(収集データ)
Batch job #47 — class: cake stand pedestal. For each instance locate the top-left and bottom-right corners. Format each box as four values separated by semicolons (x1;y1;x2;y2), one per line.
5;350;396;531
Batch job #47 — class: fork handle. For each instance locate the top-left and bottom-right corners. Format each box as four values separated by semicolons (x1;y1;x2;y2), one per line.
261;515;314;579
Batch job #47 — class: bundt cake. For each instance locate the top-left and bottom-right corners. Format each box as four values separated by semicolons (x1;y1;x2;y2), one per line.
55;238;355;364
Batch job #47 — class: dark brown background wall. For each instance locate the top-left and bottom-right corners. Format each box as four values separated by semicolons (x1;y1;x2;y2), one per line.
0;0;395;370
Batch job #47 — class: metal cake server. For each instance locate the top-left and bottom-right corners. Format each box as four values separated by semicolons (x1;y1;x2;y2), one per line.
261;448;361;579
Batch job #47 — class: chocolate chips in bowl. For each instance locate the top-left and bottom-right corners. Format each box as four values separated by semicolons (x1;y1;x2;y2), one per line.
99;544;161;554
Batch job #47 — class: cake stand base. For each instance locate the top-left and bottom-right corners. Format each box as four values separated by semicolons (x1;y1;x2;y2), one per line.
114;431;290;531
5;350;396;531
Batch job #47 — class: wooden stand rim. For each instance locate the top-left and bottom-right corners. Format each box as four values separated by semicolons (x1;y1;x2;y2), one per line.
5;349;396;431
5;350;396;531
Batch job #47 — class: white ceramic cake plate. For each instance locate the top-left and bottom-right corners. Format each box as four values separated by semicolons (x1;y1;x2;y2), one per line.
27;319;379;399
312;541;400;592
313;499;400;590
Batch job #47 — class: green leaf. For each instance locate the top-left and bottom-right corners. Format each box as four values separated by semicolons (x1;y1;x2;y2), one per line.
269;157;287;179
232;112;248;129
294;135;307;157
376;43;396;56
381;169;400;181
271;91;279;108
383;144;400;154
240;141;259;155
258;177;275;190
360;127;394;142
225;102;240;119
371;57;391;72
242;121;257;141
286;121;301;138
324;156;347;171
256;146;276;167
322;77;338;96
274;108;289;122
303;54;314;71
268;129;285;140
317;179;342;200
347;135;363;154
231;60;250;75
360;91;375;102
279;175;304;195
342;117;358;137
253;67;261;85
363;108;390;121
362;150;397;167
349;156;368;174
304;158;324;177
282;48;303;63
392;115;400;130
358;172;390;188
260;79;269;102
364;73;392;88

課題の条件
上の行に出てくる「Batch job #47」をすべて「Batch job #52」に差し替え、ほかは一切変えずに全行を書き直してください。

解答例
Batch job #52 — class: cake stand pedestal. For each instance locate the top-left and bottom-right corners. Format each box as four values separated by semicolons (x1;y1;x2;y2), one per line.
5;350;396;531
Batch job #52 — class: fork handle. For each instance locate the top-left and bottom-right corners. Format each box as four values separated by semicolons (x1;y1;x2;y2), one per line.
261;515;314;579
Batch job #52 — class: bundt cake. For each instance locate the top-left and bottom-right corners. Format each box as four values separated by semicolons (x1;y1;x2;y2), one per line.
55;238;355;364
Batch job #52 — class: dark brown background wall. For each instance locate the top-left and bottom-right corners. Format each box as four values separated by semicolons (x1;y1;x2;y2), one per line.
0;0;395;370
Batch job #52 — class: metal cake server. For each instance locate the top-left and bottom-right corners. Format each box as four values separated by semicolons (x1;y1;x2;y2), one per line.
261;448;361;579
Batch job #52 — class: chocolate chips in bowl. For each instance locate the top-left and bottom-right corners. Format each box as four values separated by semicolons (x1;y1;x2;y2), one per line.
99;544;161;554
Batch job #52 — class: cake stand base. For each instance locate the top-left and bottom-right corners. Format each box as four values separated by semicolons (x1;y1;x2;y2), one per line.
114;431;290;531
5;350;396;531
Batch job #52 — class: wooden stand rim. For each instance locate the top-left and bottom-right corners. Format each box as four values separated by semicolons (x1;y1;x2;y2), one per line.
5;349;396;431
5;350;396;531
Batch job #52 — class: white ceramic cake plate. For each instance locate the top-left and bottom-right corners. Format each box as four values separated by semicolons (x1;y1;x2;y2), one per line.
27;319;379;399
312;541;400;592
313;499;400;590
Batch job #52 — class: green leaf. For each instance locate the top-left and bottom-right corners. Format each box as four values separated by semicolons (x1;y1;x2;y2), one per line.
269;157;287;179
232;112;248;129
294;135;307;157
376;43;396;56
381;169;400;181
271;91;279;108
383;144;400;154
240;141;259;155
258;177;275;190
360;127;394;142
225;102;240;119
371;57;391;72
242;121;257;141
286;121;301;138
324;156;347;171
256;146;276;167
322;77;338;96
274;108;289;122
303;54;314;71
268;129;285;140
317;179;342;200
347;135;363;154
231;60;250;75
360;91;375;102
279;175;304;195
342;117;358;137
253;67;261;85
363;108;390;121
362;150;397;167
349;156;368;174
304;158;324;177
282;48;303;63
392;115;400;130
358;172;390;188
260;79;269;102
364;73;392;88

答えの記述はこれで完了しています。